◆ What is needed: Set out every line of the items below as a Markdown table with the columns Row and Line, numbering each row and skipping blank lines. Leave the pictures out of the table.

◆ Source material:
====================

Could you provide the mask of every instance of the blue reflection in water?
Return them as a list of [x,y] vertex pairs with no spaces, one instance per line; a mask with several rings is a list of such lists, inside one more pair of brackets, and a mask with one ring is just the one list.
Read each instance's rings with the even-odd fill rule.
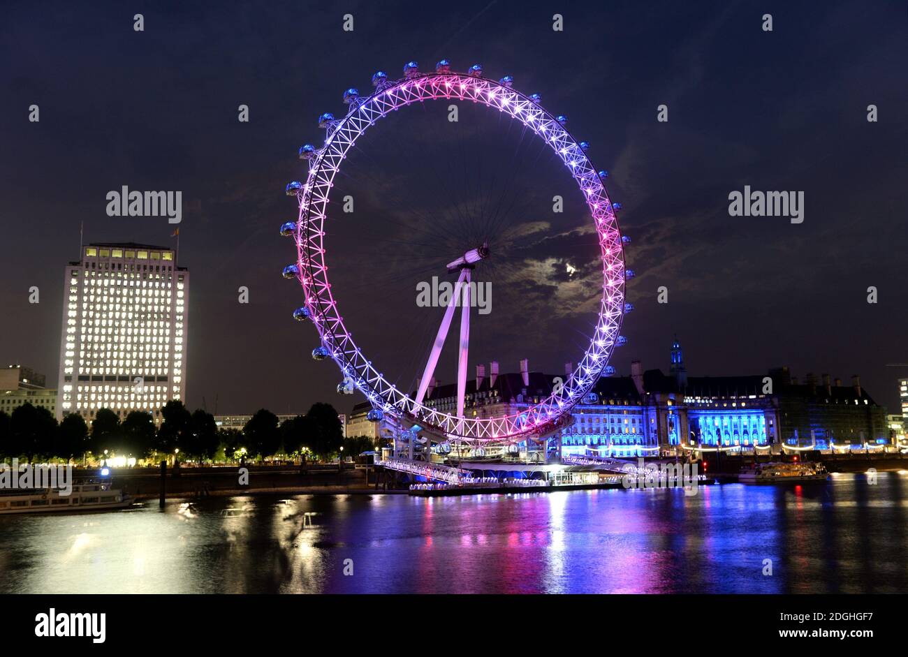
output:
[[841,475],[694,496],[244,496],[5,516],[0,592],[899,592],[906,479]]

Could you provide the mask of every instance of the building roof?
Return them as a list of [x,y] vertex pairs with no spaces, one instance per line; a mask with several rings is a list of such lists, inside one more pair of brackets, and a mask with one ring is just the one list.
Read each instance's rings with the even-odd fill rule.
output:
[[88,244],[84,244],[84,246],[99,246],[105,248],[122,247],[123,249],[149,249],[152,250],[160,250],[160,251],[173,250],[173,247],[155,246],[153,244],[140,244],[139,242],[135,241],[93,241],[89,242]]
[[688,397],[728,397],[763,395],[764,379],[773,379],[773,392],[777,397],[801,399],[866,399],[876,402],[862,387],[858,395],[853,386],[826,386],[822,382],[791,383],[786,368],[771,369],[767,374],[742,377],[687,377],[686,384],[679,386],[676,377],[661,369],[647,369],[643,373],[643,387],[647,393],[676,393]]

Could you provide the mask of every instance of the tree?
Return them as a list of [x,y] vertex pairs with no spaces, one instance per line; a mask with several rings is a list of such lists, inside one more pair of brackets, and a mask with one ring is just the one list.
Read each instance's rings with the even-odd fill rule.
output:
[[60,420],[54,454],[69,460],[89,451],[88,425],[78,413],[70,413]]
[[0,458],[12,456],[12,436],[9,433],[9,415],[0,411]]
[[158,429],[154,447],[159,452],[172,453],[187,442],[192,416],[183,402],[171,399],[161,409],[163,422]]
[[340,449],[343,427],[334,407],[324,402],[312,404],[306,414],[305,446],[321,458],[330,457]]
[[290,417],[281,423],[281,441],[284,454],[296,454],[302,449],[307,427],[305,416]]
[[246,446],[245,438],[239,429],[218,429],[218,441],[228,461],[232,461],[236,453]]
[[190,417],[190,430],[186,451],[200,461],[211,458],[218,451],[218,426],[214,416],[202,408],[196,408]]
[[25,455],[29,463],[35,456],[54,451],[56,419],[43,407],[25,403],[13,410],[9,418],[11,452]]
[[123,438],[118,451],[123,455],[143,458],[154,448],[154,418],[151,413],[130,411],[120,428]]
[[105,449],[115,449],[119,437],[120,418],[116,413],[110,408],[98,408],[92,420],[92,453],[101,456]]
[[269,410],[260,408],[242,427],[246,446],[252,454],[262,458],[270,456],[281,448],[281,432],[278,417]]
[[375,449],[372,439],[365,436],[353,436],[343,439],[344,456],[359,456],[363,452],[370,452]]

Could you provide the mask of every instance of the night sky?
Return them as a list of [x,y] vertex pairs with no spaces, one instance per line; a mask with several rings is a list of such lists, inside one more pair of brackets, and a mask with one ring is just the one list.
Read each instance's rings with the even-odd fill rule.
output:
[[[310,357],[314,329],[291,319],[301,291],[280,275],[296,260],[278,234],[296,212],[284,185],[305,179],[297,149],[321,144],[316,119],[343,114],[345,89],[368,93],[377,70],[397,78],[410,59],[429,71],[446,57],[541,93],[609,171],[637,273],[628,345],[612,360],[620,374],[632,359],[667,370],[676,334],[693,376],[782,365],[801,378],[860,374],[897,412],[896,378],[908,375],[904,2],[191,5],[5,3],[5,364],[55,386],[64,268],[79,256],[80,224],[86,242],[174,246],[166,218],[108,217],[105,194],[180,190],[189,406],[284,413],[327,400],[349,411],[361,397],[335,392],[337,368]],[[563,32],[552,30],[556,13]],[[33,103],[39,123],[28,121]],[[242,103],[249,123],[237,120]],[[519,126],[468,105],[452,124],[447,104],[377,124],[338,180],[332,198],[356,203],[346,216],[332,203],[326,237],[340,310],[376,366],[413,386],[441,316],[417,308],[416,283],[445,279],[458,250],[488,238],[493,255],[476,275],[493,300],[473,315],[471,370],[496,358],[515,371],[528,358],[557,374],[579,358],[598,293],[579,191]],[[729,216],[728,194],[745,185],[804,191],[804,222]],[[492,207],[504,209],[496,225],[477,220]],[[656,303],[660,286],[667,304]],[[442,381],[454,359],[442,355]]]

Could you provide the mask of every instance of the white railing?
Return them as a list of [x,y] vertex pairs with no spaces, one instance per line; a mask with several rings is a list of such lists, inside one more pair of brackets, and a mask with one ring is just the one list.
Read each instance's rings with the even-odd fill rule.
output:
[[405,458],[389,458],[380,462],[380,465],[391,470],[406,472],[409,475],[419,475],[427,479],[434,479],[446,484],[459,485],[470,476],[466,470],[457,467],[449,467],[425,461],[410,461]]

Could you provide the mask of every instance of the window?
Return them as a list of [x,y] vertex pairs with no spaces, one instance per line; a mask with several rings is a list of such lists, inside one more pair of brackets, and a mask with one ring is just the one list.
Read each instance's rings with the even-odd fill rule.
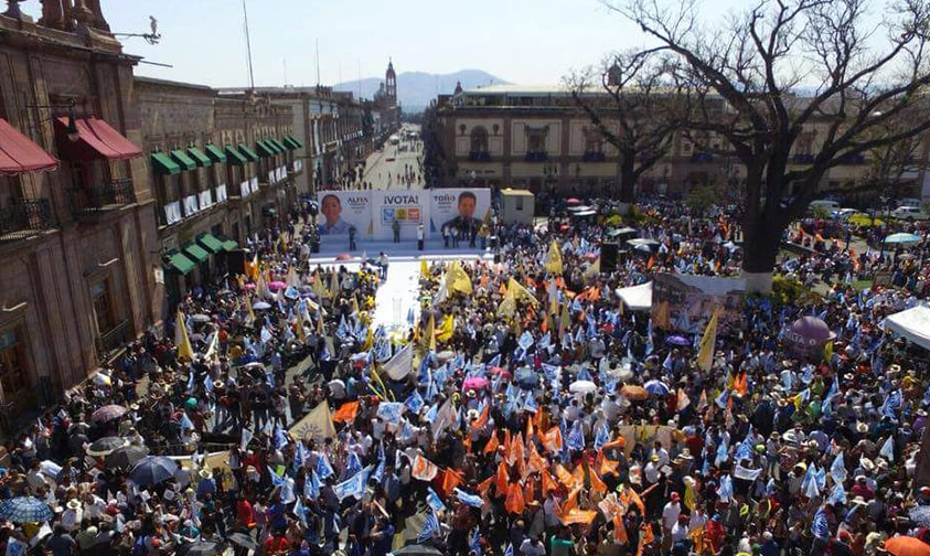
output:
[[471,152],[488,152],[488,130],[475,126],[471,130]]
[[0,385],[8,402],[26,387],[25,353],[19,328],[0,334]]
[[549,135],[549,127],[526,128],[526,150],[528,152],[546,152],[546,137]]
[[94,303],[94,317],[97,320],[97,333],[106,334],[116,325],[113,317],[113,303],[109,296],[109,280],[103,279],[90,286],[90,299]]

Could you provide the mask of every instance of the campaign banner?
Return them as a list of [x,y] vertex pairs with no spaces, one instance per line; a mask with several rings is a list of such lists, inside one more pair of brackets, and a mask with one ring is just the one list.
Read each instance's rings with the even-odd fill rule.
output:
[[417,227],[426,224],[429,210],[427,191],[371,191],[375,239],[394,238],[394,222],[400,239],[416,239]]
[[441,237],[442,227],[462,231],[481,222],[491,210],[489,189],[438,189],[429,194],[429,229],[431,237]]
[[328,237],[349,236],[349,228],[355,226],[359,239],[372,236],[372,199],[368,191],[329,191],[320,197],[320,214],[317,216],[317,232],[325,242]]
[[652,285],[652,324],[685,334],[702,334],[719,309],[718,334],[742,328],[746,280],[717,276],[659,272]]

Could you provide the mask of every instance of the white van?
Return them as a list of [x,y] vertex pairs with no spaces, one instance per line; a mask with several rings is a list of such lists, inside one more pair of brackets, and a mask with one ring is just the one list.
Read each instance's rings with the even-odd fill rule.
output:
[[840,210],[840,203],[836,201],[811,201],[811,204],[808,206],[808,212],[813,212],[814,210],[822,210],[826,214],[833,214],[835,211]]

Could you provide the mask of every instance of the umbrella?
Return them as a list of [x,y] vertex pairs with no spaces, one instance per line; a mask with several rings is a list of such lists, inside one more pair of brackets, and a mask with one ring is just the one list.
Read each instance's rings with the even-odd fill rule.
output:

====================

◆ Answer:
| Row | Line |
|---|---|
| 1 | Could you provide the mask of every instance of the blue reflection in water? |
| 2 | Return them as a list of [x,y] vertex pairs with no spaces, one instance per line; a mask with several rings is a list of such lists, inside one more pair of brackets, and a mask with one ring is just the one list. |
| 3 | Read each instance's rings with the even-odd fill rule. |
| 4 | output: |
| 5 | [[841,475],[694,496],[244,496],[5,516],[0,592],[899,592],[906,479]] |
| 6 | Could you provide the mask of every instance of the building roof? |
| 7 | Return them as a list of [x,y] vertex pairs with no spaces, one instance per line; a mask with several rings is a list of such lists, inside one more pair of brackets, and a mask with one ring is just the one list. |
| 8 | Read each instance's rings with the even-odd fill rule. |
| 9 | output: |
| 10 | [[88,244],[84,244],[84,246],[99,246],[105,248],[122,247],[123,249],[149,249],[152,250],[160,250],[160,251],[173,250],[173,247],[155,246],[153,244],[140,244],[139,242],[135,241],[93,241],[89,242]] |
| 11 | [[688,397],[728,397],[763,395],[764,379],[773,379],[773,392],[777,397],[801,399],[866,399],[876,402],[862,387],[858,395],[853,386],[826,386],[822,382],[791,383],[786,368],[771,369],[767,374],[742,377],[687,377],[686,384],[679,386],[676,377],[661,369],[647,369],[643,373],[643,387],[647,393],[676,393]] |
| 12 | Could you provide the mask of every instance of the tree? |
| 13 | Return them as a list of [x,y] vertex pairs with no spaces, one instance per line; a mask with several rings is a list of such lists, inside one more pair of brackets, and a mask with one ring is just the one list. |
| 14 | Read each instance's rings with the even-odd fill rule. |
| 15 | output: |
| 16 | [[60,420],[54,454],[69,460],[89,451],[88,425],[78,413],[70,413]] |
| 17 | [[0,458],[12,456],[12,436],[9,433],[9,415],[0,411]] |
| 18 | [[158,429],[154,447],[159,452],[172,453],[187,442],[192,416],[183,402],[171,399],[161,409],[163,422]] |
| 19 | [[340,449],[343,427],[334,407],[324,402],[312,404],[306,414],[305,446],[321,458],[330,457]] |
| 20 | [[290,417],[281,423],[281,441],[284,454],[296,454],[302,449],[307,427],[305,416]] |
| 21 | [[246,446],[245,438],[239,429],[218,429],[218,441],[228,461],[232,461],[236,453]] |
| 22 | [[190,417],[190,430],[186,451],[200,461],[211,458],[218,451],[218,426],[214,416],[202,408],[196,408]] |
| 23 | [[25,455],[29,463],[35,456],[54,451],[56,419],[43,407],[25,403],[13,410],[9,418],[11,452]] |
| 24 | [[123,438],[118,451],[123,455],[143,458],[154,448],[154,418],[151,413],[130,411],[120,428]] |
| 25 | [[105,449],[115,449],[119,437],[120,418],[116,413],[110,408],[98,408],[92,420],[92,453],[101,456]] |
| 26 | [[269,410],[260,408],[242,427],[246,446],[252,454],[262,458],[270,456],[281,448],[281,432],[278,417]] |
| 27 | [[375,449],[372,439],[365,436],[353,436],[343,439],[344,456],[359,456],[363,452],[370,452]] |
| 28 | Could you provide the mask of every instance of the night sky? |
| 29 | Return them as a list of [x,y] vertex pairs with no spaces, one instance per line; a mask with several rings is a list of such lists, inside one more pair of brackets, and a mask with one ring is just the one list. |
| 30 | Read each instance's rings with the even-odd fill rule. |
| 31 | output: |
| 32 | [[[310,357],[314,329],[291,319],[301,291],[280,275],[296,260],[278,234],[296,212],[284,185],[305,179],[297,149],[321,144],[316,119],[343,114],[345,89],[368,93],[377,70],[397,78],[410,59],[429,71],[446,57],[541,93],[609,171],[637,273],[628,345],[612,360],[620,374],[632,359],[667,370],[676,334],[693,376],[782,365],[801,378],[860,374],[897,412],[896,378],[908,375],[904,2],[191,5],[5,3],[5,364],[55,386],[64,268],[79,256],[80,224],[86,242],[174,246],[166,218],[108,217],[105,194],[180,190],[189,406],[284,413],[327,400],[349,411],[361,397],[335,392],[337,368]],[[563,32],[552,30],[556,13]],[[33,103],[39,123],[28,121]],[[242,103],[249,123],[237,120]],[[519,126],[468,105],[452,124],[447,104],[377,124],[338,180],[332,198],[356,203],[346,216],[332,203],[326,237],[340,310],[376,366],[413,386],[441,316],[417,308],[416,283],[445,279],[458,250],[488,238],[493,255],[476,275],[493,300],[473,315],[471,370],[496,358],[515,371],[528,358],[557,374],[579,358],[598,293],[579,191]],[[729,216],[728,194],[745,185],[804,191],[804,222]],[[492,207],[504,209],[496,225],[477,220]],[[656,303],[660,286],[667,304]],[[442,381],[454,359],[442,355]]] |
| 33 | Could you provide the mask of every instance of the white railing? |
| 34 | Return them as a list of [x,y] vertex pairs with no spaces, one instance per line; a mask with several rings is a list of such lists, inside one more pair of brackets, and a mask with one ring is just the one list. |
| 35 | Read each instance's rings with the even-odd fill rule. |
| 36 | output: |
| 37 | [[405,458],[389,458],[380,462],[380,465],[391,470],[406,472],[409,475],[419,475],[427,479],[434,479],[446,484],[459,485],[470,476],[466,470],[457,467],[449,467],[425,461],[410,461]] |
| 38 | Could you provide the mask of every instance of the window? |
| 39 | Return them as a list of [x,y] vertex pairs with no spaces, one instance per line; a mask with several rings is a list of such lists, inside one more pair of brackets, and a mask with one ring is just the one list. |
| 40 | Read each instance's rings with the even-odd fill rule. |
| 41 | output: |
| 42 | [[471,152],[488,152],[488,130],[475,126],[471,130]] |
| 43 | [[0,385],[8,402],[26,387],[25,353],[19,328],[0,334]] |
| 44 | [[549,135],[549,127],[526,128],[526,150],[528,152],[546,152],[546,137]] |
| 45 | [[94,303],[94,317],[97,320],[97,333],[106,334],[116,325],[113,317],[113,303],[109,296],[109,280],[103,279],[90,286],[90,299]] |
| 46 | Could you provide the mask of every instance of the campaign banner? |
| 47 | Return them as a list of [x,y] vertex pairs with no spaces, one instance per line; a mask with several rings is a list of such lists, inside one more pair of brackets, and a mask with one ring is just the one list. |
| 48 | Read each instance's rings with the even-odd fill rule. |
| 49 | output: |
| 50 | [[417,227],[426,224],[429,210],[427,191],[371,191],[375,239],[394,238],[394,222],[400,239],[416,239]] |
| 51 | [[441,237],[442,227],[462,231],[481,222],[491,210],[489,189],[438,189],[429,194],[429,229],[431,237]] |
| 52 | [[328,237],[349,236],[349,228],[355,226],[359,239],[372,236],[372,199],[368,191],[329,191],[320,197],[320,214],[317,216],[317,232],[325,242]] |
| 53 | [[652,285],[652,324],[685,334],[702,334],[719,309],[718,334],[742,328],[746,280],[717,276],[659,272]] |
| 54 | Could you provide the mask of every instance of the white van? |
| 55 | Return them as a list of [x,y] vertex pairs with no spaces, one instance per line; a mask with several rings is a list of such lists, inside one more pair of brackets, and a mask with one ring is just the one list. |
| 56 | Read each instance's rings with the even-odd fill rule. |
| 57 | output: |
| 58 | [[840,210],[840,203],[836,201],[811,201],[811,204],[808,206],[808,212],[813,212],[814,210],[822,210],[826,214],[833,214],[835,211]] |
| 59 | Could you provide the mask of every instance of the umbrella? |
| 60 | Return them as a list of [x,y] vertex pairs with no spaces, one instance per line; a mask with several rings is a list of such lists, inside one more pair of brackets, and a mask with one ring is just the one list. |
| 61 | Read each instance's rings with the even-odd fill rule. |
| 62 | output: |